Start of Block

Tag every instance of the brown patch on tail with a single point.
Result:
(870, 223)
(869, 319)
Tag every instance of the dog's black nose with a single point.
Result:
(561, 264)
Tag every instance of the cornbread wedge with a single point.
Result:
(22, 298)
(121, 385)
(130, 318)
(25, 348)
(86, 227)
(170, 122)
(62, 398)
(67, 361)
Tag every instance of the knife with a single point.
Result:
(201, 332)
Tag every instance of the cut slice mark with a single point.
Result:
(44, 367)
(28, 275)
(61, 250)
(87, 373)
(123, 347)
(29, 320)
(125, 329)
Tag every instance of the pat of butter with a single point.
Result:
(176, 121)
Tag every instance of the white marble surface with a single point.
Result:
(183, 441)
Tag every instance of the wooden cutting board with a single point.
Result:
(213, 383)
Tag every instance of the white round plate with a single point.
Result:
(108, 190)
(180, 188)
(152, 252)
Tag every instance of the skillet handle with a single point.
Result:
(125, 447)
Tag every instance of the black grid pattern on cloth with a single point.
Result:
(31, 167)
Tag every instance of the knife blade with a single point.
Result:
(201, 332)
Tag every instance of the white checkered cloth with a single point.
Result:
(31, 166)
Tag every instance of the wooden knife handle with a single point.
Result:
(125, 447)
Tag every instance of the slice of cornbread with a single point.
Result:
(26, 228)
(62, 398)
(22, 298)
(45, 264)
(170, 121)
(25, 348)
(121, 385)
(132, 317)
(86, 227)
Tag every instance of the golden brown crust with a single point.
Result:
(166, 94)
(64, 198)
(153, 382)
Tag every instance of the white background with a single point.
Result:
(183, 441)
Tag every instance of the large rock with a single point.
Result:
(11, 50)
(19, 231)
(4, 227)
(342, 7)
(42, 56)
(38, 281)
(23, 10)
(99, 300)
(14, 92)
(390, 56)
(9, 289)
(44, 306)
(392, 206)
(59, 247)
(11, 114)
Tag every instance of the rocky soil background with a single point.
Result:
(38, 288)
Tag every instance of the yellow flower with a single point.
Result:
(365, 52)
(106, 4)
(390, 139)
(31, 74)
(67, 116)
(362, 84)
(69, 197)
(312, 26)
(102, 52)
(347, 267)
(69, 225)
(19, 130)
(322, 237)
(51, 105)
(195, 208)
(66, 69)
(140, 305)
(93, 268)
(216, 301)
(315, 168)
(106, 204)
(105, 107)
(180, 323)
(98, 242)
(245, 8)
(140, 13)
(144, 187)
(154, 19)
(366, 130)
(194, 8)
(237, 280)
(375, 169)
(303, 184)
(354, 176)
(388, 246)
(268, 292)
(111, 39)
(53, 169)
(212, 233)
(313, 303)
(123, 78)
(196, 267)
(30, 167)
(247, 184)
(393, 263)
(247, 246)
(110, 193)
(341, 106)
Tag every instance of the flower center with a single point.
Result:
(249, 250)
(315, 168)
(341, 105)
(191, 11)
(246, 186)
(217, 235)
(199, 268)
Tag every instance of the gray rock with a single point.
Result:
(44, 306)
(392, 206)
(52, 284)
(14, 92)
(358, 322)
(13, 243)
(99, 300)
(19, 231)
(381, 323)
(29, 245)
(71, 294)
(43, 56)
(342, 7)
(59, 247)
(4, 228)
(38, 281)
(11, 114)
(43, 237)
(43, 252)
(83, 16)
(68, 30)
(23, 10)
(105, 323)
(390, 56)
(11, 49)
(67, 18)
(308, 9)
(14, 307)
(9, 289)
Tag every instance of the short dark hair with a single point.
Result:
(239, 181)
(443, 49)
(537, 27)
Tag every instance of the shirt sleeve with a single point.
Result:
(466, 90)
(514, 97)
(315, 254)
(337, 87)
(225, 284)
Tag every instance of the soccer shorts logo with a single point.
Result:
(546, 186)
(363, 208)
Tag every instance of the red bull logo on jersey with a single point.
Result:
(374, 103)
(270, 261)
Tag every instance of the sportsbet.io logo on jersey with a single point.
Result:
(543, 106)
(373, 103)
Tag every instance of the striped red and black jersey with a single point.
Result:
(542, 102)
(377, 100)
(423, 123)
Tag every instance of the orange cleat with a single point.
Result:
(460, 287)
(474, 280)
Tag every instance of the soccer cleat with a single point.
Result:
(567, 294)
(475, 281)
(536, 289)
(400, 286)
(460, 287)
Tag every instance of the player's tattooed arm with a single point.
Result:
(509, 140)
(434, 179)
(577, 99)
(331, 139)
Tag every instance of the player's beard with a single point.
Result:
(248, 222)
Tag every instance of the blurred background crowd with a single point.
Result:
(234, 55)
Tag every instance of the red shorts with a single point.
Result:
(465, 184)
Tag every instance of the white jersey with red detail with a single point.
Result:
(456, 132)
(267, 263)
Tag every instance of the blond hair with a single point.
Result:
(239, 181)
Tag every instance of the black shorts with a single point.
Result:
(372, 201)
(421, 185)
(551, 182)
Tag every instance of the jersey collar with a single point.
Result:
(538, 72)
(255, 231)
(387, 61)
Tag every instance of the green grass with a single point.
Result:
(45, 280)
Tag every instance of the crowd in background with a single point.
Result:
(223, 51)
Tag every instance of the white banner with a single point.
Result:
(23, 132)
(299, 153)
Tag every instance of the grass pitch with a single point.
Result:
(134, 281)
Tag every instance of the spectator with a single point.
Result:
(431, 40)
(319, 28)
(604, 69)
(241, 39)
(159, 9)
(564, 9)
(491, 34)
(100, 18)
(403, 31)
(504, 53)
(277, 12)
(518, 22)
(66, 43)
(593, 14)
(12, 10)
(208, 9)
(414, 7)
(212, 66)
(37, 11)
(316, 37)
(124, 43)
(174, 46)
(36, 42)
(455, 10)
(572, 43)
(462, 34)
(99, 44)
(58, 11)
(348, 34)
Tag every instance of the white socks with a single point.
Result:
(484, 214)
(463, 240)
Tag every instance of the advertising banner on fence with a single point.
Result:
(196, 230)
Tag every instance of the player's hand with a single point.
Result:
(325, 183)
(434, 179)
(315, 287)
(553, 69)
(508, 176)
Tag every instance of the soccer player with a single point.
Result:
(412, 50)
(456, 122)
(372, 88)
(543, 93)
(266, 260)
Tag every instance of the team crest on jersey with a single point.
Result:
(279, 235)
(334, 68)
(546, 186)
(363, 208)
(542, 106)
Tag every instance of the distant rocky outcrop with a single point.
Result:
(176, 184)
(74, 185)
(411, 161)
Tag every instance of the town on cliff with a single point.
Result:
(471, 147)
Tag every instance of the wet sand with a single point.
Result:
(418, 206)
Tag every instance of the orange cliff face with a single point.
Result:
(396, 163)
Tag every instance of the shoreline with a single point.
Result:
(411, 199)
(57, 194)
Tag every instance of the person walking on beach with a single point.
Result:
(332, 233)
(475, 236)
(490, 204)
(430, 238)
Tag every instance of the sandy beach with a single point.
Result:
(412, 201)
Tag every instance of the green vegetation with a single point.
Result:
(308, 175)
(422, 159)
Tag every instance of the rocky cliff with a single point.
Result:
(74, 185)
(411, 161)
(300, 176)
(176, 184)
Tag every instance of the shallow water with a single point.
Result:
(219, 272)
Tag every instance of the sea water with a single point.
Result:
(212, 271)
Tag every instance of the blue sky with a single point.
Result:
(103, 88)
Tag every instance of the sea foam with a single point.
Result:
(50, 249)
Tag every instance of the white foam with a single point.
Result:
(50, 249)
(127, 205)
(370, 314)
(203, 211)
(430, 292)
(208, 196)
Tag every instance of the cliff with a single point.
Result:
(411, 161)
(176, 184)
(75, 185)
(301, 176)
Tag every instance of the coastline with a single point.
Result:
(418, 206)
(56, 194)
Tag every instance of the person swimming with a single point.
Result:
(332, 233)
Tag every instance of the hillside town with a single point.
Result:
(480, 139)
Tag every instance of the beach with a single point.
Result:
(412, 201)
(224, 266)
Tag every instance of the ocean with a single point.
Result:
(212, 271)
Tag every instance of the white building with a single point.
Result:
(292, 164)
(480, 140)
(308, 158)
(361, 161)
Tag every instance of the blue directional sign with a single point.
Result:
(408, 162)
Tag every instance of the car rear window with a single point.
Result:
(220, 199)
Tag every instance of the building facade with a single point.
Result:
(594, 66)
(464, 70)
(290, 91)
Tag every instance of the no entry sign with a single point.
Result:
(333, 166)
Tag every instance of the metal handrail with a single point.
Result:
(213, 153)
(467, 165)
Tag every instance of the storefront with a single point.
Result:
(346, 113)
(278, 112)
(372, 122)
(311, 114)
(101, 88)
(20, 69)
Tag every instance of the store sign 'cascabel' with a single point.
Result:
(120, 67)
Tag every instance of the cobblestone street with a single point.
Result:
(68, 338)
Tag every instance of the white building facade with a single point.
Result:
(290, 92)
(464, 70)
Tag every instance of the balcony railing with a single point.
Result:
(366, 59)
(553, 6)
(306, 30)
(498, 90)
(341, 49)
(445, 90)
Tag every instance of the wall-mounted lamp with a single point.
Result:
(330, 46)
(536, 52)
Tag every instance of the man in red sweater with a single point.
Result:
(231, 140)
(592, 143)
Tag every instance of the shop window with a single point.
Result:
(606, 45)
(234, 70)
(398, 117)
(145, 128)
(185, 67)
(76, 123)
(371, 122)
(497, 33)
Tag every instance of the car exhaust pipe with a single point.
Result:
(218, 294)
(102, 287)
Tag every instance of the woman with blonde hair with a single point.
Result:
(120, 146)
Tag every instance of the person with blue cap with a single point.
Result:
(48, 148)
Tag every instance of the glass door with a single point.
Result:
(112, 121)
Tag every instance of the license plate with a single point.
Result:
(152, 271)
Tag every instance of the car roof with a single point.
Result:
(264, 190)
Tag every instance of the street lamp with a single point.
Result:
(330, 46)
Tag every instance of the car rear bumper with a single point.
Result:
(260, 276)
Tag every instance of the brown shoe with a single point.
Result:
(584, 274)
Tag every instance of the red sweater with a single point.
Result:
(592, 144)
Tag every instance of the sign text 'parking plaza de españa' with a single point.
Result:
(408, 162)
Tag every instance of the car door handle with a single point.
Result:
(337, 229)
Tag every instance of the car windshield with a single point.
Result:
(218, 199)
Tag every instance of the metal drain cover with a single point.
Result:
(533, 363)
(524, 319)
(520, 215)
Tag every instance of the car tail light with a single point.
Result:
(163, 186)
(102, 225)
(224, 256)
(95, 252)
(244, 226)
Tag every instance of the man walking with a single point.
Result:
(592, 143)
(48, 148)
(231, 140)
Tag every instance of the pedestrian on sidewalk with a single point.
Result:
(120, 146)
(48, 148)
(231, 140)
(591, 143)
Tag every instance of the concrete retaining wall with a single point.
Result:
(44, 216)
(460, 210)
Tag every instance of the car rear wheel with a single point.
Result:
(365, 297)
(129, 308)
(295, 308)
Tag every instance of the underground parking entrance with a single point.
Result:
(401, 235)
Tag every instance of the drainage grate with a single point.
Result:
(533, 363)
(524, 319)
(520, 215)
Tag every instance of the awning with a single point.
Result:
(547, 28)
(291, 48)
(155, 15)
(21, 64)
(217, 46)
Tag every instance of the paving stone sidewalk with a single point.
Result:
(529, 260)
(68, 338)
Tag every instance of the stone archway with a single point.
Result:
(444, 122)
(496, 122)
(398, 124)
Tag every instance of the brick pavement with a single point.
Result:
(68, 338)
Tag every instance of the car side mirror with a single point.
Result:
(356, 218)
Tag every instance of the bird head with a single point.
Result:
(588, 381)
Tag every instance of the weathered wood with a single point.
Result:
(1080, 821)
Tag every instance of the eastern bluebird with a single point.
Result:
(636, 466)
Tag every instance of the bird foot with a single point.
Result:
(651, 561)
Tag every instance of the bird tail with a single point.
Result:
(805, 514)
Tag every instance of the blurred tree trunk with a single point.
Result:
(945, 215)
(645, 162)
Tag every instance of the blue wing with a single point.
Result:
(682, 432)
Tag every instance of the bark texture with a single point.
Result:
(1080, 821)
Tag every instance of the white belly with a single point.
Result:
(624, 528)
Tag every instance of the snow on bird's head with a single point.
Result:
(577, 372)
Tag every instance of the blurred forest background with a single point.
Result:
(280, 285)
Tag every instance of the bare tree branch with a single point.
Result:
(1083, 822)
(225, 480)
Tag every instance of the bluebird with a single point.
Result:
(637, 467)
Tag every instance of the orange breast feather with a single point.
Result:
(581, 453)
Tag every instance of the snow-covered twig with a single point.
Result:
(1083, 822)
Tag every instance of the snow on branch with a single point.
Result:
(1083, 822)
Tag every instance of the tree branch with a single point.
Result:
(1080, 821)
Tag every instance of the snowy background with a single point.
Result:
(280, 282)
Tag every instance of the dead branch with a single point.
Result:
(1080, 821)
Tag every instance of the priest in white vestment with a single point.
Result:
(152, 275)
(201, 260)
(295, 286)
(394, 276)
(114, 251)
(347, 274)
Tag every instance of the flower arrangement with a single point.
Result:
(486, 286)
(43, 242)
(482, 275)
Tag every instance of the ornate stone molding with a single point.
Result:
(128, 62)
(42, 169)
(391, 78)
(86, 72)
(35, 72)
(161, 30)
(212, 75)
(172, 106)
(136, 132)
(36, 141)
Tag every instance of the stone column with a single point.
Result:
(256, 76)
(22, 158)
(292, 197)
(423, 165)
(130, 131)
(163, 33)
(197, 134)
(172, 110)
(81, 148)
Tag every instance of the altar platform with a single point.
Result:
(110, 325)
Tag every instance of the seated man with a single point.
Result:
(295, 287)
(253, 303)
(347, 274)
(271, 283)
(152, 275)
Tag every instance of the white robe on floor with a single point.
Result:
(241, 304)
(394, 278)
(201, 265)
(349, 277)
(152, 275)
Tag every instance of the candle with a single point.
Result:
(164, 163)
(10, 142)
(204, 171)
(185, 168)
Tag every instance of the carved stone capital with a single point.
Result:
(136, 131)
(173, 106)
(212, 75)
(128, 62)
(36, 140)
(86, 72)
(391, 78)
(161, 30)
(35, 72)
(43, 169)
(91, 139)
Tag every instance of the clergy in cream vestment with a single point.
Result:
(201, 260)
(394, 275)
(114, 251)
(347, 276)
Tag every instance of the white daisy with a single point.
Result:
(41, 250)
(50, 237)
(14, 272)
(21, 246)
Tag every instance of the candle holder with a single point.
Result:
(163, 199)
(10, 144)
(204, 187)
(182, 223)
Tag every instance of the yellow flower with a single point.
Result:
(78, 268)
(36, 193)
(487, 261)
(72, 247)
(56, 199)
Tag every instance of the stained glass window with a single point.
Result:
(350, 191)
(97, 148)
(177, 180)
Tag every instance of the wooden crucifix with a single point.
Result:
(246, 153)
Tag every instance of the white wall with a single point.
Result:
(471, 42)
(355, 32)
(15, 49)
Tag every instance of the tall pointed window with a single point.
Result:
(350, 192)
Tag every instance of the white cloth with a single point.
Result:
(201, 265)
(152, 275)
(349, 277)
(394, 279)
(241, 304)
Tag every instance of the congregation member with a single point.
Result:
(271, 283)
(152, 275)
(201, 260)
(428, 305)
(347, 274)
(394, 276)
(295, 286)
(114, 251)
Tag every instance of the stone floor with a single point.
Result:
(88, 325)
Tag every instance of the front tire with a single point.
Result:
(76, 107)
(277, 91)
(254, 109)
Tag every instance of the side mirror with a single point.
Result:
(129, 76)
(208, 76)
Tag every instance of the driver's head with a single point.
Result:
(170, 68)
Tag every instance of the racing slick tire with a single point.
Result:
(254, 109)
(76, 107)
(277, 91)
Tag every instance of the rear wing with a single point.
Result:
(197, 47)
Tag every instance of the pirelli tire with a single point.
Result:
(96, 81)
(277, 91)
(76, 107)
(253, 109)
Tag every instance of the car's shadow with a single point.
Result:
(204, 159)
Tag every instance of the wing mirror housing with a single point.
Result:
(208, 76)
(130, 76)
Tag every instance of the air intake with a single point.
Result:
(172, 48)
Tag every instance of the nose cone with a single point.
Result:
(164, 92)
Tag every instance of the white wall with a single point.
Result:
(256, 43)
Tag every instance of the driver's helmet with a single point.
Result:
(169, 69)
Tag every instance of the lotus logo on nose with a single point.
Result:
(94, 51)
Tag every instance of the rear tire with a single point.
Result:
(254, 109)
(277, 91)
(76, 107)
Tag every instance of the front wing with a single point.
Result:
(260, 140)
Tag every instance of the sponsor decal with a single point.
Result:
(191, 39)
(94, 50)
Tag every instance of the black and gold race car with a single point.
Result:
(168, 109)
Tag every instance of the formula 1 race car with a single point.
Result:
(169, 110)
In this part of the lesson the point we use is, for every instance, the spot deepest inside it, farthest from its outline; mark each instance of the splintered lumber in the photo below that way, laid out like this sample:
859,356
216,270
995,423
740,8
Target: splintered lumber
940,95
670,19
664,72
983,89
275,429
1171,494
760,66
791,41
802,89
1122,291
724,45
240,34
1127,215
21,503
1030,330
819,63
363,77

End of Block

> [Task directions]: In the data, how many lines include the string "hair"? Reply with only that number.

> [Answer section]: 3